- Attività A:
Ricopia identico il pezzo del testo scelto da "GIOVANNA I DI" a "Napoli ROBERTO d'ANGIÒ.".
- Attività B:
Nel testo su Giovanna I di Napoli, di quali persone viene data la data di morte? Scrivile tutte, ognuna con la sua data.

GIOVANNA I DI NAPOLI
ASSASSINIO DI ANDREA D' UNGHERIA
PRIMA DISCESA IN ITALIA DEL RÈ LUIGI D' UNGHERIA


II 16 gennaio del 1343 cessava di vivere in Napoli ROBERTO d'ANGIÒ. 
Sei anni prima, il 24 giugno del 1334. era morto il suo accanito rivale, Federico III di Sicilia, lasciando la corona al figlio Pietro, e Roberto aveva cercato di trarre profitto dalla debolezza del nuovo sovrano e dalle discordie che erano sorte nell' isola per impadronirsi del regno dal quale il suo avo era stato cacciato. 
Una nuova guerra era perciò nata tra Angioini e gli Aragonesi che -senza alcun risultato dei primi-  era durata per tutto il regno di Pietro, il quale s'era spento l' 8 agosto del 1342, lasciando lo scettro al primogenito Luigi, che per essere di tenera età era stato affidato alle cure di Giovanni, duca di Randazzo, fratello del defunto sovrano.

- Elenco righe:

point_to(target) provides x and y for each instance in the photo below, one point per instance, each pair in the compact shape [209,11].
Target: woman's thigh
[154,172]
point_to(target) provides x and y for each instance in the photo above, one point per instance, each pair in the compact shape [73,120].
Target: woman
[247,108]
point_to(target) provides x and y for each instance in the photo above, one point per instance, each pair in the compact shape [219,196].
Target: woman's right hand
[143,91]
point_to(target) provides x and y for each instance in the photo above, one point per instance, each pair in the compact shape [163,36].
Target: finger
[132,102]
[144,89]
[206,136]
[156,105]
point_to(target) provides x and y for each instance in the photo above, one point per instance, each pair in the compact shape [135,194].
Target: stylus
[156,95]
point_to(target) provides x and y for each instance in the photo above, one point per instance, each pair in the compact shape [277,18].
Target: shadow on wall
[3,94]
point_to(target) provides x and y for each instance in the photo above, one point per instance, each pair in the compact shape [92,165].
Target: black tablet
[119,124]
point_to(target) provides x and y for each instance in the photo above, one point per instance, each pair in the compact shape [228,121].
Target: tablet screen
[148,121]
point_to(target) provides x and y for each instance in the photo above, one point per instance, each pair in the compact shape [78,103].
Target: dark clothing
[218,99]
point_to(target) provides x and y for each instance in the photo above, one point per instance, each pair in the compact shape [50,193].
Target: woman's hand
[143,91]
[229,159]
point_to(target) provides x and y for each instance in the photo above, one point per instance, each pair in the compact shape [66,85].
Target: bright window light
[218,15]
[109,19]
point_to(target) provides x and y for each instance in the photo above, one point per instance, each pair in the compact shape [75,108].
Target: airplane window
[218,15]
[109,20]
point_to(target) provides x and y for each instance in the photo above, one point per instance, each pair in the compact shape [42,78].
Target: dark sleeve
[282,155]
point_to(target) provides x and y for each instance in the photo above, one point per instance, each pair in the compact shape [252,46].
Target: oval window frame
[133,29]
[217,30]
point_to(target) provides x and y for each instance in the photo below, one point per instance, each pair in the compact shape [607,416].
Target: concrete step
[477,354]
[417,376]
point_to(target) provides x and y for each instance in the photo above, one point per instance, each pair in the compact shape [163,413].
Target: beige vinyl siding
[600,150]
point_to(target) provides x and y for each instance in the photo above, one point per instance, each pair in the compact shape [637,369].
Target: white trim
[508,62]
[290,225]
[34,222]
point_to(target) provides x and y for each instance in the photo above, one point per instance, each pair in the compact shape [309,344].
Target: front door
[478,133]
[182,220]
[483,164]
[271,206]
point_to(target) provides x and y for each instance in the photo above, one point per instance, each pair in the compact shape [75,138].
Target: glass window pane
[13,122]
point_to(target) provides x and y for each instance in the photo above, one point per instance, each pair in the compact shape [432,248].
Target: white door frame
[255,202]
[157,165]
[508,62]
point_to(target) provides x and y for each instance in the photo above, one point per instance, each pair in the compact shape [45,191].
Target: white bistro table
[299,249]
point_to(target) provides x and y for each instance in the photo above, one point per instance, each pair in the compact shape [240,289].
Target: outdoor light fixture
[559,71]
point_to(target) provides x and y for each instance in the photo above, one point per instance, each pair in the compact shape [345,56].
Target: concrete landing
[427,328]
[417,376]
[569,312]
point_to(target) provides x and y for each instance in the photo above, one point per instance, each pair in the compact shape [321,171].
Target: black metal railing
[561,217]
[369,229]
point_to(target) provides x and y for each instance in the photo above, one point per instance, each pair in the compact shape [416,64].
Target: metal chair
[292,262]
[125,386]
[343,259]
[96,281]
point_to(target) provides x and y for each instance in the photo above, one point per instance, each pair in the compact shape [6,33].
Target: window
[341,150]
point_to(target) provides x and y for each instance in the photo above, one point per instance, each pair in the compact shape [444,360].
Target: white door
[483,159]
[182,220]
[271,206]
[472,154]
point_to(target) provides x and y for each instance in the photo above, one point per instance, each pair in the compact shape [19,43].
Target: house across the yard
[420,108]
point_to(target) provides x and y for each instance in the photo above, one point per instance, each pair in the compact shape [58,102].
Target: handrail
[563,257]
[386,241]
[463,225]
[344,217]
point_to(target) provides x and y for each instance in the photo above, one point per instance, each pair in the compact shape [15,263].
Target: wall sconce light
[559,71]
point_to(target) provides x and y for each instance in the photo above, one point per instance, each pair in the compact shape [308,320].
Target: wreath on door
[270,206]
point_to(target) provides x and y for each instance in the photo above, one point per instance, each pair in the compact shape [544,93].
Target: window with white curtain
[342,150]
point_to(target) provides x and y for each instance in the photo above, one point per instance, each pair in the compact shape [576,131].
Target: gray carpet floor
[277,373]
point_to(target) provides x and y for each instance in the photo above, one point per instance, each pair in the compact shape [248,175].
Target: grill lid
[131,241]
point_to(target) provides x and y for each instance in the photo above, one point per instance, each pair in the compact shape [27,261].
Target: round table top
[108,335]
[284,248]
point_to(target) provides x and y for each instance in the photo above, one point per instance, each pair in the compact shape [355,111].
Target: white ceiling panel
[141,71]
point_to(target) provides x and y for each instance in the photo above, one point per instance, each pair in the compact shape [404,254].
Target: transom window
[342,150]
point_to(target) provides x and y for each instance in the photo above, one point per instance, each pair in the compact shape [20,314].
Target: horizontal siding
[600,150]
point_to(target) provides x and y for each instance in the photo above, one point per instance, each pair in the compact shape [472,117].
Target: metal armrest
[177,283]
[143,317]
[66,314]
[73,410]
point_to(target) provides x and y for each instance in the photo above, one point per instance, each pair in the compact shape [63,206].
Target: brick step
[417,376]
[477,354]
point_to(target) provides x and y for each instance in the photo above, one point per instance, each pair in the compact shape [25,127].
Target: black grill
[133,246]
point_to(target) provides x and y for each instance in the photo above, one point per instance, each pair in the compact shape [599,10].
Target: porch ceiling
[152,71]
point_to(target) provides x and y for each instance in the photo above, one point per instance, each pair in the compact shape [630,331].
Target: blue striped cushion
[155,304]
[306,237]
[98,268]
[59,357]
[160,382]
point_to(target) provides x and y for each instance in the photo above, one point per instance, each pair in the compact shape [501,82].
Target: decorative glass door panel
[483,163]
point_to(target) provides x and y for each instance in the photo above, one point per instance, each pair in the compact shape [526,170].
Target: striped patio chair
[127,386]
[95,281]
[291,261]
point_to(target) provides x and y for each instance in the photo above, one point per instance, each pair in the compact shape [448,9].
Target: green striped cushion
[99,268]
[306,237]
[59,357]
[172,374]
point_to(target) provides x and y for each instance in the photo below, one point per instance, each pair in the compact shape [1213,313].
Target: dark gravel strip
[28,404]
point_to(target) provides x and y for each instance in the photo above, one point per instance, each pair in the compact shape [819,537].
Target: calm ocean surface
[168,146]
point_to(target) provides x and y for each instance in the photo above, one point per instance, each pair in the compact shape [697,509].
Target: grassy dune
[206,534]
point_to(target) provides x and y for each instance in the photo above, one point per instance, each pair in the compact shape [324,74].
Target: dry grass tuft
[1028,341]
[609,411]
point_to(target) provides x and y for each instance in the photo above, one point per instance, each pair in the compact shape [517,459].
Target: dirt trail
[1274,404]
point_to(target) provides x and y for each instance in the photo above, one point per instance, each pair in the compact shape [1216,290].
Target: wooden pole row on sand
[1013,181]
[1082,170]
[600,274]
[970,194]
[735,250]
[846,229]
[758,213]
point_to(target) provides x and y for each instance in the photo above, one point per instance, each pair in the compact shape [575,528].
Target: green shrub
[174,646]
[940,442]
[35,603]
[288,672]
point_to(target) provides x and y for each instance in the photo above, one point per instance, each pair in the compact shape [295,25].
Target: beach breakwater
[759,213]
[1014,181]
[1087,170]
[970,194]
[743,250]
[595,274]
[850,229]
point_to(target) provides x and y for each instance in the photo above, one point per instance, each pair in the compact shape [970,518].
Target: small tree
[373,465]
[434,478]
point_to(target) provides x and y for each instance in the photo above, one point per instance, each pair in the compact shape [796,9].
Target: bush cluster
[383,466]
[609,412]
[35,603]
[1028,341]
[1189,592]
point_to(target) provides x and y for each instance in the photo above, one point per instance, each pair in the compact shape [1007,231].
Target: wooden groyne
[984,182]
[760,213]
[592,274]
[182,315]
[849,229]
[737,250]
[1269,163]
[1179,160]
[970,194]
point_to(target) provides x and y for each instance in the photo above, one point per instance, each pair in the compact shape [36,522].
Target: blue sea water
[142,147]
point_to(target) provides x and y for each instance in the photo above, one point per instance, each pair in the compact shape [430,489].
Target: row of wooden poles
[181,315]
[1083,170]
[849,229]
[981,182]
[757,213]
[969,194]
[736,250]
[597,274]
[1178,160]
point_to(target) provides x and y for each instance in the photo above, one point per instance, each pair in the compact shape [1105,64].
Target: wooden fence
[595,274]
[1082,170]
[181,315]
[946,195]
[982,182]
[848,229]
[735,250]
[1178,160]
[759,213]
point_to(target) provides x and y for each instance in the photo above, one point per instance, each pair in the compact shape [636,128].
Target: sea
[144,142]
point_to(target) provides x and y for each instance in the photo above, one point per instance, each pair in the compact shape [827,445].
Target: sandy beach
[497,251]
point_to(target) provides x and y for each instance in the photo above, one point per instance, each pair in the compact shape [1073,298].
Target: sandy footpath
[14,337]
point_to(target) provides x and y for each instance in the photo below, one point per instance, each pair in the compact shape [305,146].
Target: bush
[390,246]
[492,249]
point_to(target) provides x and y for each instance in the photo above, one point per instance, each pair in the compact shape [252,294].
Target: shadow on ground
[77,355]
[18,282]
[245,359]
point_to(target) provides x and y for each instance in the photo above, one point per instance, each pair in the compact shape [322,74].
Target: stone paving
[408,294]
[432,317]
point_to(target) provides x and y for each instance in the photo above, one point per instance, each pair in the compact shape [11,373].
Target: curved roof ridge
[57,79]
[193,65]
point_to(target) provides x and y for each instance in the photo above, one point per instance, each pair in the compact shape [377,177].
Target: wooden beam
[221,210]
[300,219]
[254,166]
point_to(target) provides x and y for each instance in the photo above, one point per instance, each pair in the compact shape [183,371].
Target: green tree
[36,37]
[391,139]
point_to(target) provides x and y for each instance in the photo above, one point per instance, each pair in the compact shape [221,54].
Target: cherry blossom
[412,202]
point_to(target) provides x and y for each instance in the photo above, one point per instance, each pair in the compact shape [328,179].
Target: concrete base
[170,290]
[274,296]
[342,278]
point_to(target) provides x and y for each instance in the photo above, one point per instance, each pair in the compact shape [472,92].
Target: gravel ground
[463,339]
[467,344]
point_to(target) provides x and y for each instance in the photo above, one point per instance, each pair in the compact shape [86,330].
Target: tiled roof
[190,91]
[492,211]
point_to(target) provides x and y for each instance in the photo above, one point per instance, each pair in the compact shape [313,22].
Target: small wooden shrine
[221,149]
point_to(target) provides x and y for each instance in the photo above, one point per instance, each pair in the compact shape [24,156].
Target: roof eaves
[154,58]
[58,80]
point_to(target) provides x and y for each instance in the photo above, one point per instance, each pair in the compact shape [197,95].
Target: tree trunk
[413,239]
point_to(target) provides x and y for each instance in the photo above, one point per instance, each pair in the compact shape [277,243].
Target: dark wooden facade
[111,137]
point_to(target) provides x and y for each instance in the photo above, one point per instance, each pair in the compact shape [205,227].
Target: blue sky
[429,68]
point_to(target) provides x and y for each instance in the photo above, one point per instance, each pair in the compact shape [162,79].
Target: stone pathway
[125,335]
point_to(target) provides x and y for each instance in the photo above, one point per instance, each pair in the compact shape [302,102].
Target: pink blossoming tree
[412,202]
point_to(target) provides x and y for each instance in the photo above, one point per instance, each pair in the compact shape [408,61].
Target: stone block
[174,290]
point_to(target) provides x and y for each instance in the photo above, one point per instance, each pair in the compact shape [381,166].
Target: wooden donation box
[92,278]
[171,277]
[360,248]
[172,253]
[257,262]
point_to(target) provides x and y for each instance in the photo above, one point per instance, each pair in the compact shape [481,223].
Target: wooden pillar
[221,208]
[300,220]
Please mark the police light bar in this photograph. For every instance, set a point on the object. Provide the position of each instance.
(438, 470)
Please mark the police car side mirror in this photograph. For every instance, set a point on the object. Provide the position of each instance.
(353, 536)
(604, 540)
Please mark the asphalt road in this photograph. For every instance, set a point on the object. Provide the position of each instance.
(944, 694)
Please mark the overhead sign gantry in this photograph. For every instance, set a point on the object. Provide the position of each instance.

- Risposta A:
GIOVANNA I DI NAPOLI
ASSASSINIO DI ANDREA D' UNGHERIA
PRIMA DISCESA IN ITALIA DEL RÈ LUIGI D' UNGHERIA


II 16 gennaio del 1343 cessava di vivere in Napoli ROBERTO d'ANGIÒ.

- Risposta B:
Roberto d'Angiò, 16 gennaio 1343
Federico III di Sicilia, 24 giugno 1334
Pietro, 8 agosto 1342